- **WHAT IS NEEDED**
Please rewrite the listing from the line with "Habitat-census task: mark the cloud" up to and including the line with "point(783, 448)", putting "boardwalk" in place of "promenade" and keeping everything else unchanged. Return only those lines.
.....
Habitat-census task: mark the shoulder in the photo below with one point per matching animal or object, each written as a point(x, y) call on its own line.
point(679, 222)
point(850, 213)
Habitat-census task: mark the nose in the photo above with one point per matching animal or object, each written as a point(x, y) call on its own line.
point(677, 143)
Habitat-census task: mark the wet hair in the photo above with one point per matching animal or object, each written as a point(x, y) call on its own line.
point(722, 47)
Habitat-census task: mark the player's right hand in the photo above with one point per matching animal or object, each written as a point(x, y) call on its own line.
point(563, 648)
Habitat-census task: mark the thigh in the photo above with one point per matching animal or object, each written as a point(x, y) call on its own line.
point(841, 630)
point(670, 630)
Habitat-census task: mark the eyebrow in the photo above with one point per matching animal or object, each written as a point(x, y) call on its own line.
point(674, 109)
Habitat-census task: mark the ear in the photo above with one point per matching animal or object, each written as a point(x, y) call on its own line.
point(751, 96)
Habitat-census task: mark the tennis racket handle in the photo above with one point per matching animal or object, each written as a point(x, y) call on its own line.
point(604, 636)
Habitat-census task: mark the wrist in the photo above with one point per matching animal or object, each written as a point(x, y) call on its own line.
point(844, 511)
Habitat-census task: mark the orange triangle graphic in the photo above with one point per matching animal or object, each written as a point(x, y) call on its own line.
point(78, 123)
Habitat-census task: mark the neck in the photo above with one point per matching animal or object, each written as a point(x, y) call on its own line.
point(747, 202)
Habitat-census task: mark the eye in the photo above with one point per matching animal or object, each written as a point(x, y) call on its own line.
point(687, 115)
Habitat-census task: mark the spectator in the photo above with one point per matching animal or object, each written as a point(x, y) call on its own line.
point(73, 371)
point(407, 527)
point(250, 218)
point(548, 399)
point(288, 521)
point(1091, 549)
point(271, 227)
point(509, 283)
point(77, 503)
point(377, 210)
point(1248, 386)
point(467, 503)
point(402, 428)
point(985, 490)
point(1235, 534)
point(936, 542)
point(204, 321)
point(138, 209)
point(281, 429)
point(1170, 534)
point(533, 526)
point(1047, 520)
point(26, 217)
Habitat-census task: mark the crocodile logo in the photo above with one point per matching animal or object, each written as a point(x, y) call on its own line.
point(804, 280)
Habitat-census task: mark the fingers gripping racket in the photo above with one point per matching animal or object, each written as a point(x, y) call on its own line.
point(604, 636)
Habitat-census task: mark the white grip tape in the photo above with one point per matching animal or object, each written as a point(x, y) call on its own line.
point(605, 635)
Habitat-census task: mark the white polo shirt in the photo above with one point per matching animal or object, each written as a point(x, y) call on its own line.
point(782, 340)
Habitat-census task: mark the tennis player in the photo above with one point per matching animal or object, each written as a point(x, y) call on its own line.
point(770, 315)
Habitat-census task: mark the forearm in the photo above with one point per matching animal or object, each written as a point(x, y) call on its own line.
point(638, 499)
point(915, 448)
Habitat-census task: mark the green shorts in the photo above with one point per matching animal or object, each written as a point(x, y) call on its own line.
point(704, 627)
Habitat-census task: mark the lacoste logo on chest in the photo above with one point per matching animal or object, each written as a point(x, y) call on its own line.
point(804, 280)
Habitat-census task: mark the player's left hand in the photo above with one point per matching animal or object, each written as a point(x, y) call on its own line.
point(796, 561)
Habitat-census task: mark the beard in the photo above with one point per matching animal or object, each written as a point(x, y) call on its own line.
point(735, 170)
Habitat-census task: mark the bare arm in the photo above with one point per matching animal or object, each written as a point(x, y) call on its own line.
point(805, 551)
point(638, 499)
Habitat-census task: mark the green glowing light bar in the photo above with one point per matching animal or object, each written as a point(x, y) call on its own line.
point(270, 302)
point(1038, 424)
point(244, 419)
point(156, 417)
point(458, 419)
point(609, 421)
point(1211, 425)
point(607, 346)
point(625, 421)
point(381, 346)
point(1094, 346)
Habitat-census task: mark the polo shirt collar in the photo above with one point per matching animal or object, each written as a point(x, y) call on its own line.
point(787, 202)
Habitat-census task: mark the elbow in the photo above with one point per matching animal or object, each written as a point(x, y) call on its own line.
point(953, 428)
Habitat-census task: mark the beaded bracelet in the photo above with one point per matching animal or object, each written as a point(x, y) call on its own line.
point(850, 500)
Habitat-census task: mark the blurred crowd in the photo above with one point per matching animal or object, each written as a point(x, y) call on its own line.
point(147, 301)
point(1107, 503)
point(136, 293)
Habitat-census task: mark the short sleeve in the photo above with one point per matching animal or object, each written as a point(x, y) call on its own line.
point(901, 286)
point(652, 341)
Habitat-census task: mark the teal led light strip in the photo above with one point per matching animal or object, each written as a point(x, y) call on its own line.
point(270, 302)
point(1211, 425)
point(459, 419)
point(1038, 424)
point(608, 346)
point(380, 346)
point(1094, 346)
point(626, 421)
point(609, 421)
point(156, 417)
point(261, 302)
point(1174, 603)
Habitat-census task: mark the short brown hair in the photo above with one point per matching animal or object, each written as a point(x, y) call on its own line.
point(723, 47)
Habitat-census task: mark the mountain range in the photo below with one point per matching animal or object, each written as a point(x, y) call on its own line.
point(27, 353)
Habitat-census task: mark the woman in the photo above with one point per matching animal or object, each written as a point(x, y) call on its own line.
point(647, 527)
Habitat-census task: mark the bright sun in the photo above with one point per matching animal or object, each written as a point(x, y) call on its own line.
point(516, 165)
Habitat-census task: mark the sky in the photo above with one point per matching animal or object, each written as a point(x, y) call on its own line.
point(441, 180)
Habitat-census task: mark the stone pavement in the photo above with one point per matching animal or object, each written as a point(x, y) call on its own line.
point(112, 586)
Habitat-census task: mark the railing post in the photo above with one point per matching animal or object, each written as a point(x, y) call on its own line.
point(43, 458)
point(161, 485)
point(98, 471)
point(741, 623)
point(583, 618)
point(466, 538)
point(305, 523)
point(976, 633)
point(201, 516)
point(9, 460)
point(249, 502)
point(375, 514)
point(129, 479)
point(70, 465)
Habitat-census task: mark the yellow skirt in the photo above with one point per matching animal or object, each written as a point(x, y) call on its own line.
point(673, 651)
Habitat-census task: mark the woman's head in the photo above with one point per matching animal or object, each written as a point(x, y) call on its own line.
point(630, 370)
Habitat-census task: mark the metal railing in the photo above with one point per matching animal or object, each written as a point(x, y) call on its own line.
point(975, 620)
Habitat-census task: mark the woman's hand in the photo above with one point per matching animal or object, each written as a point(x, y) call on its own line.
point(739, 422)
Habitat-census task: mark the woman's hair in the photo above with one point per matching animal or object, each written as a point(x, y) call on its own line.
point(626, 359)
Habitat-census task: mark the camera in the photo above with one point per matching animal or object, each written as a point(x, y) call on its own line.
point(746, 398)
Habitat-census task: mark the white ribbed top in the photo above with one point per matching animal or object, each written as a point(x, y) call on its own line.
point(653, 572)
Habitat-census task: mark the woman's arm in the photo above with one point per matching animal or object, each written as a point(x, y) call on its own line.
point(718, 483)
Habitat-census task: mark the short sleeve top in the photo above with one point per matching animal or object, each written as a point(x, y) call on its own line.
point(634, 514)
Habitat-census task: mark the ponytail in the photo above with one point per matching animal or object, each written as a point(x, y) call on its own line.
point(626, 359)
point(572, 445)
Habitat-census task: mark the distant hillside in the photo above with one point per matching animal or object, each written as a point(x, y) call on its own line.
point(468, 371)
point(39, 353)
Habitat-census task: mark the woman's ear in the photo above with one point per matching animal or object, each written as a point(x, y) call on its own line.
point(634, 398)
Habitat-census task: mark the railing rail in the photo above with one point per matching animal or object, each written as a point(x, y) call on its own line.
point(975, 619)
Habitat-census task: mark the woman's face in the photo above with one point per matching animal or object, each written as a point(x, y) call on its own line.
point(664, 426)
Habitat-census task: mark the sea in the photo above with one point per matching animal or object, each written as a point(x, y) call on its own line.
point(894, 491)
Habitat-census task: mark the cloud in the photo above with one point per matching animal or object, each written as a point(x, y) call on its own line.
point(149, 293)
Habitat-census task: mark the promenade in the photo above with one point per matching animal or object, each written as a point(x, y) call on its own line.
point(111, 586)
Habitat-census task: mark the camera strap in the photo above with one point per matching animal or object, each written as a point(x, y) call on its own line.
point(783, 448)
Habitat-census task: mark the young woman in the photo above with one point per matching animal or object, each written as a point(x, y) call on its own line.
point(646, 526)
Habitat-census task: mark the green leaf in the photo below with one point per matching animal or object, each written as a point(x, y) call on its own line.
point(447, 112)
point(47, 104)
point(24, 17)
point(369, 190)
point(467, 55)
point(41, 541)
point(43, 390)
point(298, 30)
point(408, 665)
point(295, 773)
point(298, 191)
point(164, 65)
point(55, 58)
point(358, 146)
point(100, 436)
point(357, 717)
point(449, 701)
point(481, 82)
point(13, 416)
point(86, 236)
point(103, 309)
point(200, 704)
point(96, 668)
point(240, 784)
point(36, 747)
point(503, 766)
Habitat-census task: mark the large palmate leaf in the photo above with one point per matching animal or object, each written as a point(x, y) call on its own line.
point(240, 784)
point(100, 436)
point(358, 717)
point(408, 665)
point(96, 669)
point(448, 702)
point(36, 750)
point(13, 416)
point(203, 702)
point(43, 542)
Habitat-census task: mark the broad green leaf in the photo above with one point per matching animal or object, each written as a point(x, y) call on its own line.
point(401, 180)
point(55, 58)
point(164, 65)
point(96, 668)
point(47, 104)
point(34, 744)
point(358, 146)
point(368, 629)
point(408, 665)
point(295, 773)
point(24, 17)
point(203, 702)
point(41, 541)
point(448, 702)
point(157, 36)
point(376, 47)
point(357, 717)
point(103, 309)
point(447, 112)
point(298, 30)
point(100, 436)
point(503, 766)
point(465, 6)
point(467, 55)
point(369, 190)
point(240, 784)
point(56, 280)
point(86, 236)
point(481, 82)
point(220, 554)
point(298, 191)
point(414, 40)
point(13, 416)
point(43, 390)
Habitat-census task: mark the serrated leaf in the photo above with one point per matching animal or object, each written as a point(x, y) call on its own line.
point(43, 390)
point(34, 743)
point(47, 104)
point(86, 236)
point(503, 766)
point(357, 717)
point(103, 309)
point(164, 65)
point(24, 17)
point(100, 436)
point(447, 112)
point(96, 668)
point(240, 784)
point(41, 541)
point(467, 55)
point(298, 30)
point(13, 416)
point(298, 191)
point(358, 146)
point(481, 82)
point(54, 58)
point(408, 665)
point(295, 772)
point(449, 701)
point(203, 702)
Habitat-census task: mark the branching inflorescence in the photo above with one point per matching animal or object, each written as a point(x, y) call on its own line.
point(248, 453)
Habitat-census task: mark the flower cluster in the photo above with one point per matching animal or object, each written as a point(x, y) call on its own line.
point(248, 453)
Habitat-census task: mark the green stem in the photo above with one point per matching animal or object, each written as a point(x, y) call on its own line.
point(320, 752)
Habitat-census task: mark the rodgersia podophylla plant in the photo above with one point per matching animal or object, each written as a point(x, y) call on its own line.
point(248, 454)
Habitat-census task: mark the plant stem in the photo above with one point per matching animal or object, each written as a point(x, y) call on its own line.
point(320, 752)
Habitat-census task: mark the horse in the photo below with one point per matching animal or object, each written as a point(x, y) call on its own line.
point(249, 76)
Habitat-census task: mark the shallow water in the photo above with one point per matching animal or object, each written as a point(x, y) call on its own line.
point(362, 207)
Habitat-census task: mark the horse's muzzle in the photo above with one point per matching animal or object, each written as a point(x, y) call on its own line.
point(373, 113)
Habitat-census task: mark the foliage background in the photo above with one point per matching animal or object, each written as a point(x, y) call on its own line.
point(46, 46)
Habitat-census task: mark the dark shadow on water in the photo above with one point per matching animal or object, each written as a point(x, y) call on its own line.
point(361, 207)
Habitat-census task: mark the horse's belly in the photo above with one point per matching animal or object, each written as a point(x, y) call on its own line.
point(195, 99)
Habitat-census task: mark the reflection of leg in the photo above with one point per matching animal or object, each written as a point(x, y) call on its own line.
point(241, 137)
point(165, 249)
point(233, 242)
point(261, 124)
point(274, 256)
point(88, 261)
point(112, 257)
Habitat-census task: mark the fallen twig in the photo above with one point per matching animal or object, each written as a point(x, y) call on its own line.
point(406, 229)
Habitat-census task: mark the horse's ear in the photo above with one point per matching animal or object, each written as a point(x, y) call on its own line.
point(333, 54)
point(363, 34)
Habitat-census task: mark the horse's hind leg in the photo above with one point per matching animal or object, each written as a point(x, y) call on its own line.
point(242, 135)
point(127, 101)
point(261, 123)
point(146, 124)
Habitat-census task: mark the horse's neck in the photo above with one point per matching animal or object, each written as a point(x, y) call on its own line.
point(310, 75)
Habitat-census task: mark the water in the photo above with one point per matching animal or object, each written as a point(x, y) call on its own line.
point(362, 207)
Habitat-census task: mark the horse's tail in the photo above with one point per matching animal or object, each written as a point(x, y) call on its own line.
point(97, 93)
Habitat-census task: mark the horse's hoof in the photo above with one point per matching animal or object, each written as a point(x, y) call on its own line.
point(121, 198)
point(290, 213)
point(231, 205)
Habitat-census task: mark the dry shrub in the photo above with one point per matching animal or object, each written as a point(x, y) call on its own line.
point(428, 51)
.....
- **FULL RESPONSE**
Habitat-census task: mark the cloud in the photo above with one point per matching animal or object, each written as a point(x, y) call on its own line.
point(149, 293)
Habitat-census task: mark the boardwalk in the photo above with one point per matching animal or object, each written as a point(x, y) call on its own line.
point(111, 586)
Habitat-census task: mark the camera strap in the photo above with one point per matching animal or object, each written as a point(x, y) call on its own line.
point(783, 448)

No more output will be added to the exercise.